_TASK STATEMENT:_ Copy out, word for word, the rows that begin with the line containing "the wheel rim" and run through the last row, including both ends.

** start GIVEN RECORDS **

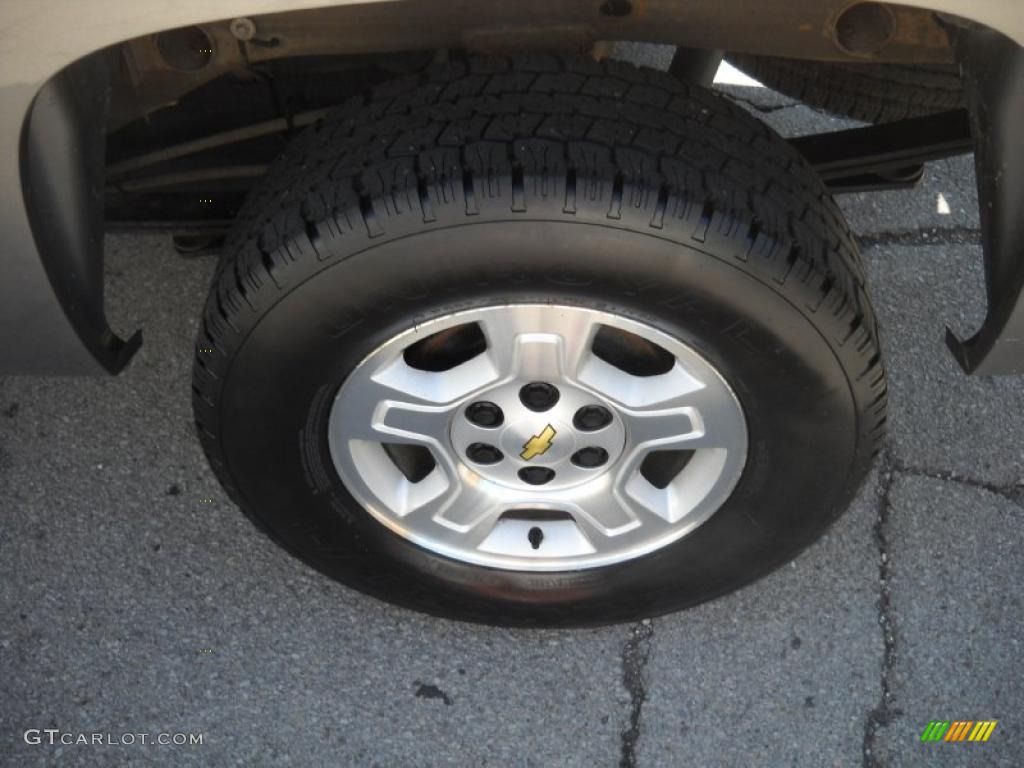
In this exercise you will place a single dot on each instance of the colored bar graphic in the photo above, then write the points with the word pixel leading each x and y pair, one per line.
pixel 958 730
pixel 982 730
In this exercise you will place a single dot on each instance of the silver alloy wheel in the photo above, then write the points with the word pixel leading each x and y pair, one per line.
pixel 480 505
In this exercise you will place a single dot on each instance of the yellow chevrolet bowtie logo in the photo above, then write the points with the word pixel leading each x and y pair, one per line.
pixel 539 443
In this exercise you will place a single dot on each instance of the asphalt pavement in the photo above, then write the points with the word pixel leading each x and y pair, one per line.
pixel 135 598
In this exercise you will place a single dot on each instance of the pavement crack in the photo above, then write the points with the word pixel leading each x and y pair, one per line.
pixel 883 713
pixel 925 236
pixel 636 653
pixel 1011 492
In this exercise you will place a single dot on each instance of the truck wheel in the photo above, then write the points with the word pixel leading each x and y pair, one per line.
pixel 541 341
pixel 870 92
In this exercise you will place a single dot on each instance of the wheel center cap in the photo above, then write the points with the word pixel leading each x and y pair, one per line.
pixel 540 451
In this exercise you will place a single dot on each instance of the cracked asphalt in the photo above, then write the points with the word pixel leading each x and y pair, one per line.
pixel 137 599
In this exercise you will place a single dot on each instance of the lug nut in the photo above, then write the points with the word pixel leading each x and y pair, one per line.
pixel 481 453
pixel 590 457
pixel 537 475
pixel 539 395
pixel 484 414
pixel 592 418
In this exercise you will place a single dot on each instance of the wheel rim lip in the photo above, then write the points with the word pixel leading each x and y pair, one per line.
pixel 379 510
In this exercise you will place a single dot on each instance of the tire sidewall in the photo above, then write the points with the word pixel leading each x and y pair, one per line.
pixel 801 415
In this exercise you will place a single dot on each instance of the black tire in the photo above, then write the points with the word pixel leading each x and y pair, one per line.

** end GIVEN RECORDS **

_SOLUTION:_
In this exercise you will place a single dot on each instance of the wheel rim lip in the photo above, then write the points with the word pixel leading each x and y pair, one per line.
pixel 379 510
In this exercise you will place a single dot on each instance of the tire sidewall in the photo above, then write the points with the word pixel leading each x and y pair, one per line.
pixel 801 415
In this exercise you will place a single dot on each instance of the black tire in the photo above, then write the points with the word pixel leading each x and y pair, one per line.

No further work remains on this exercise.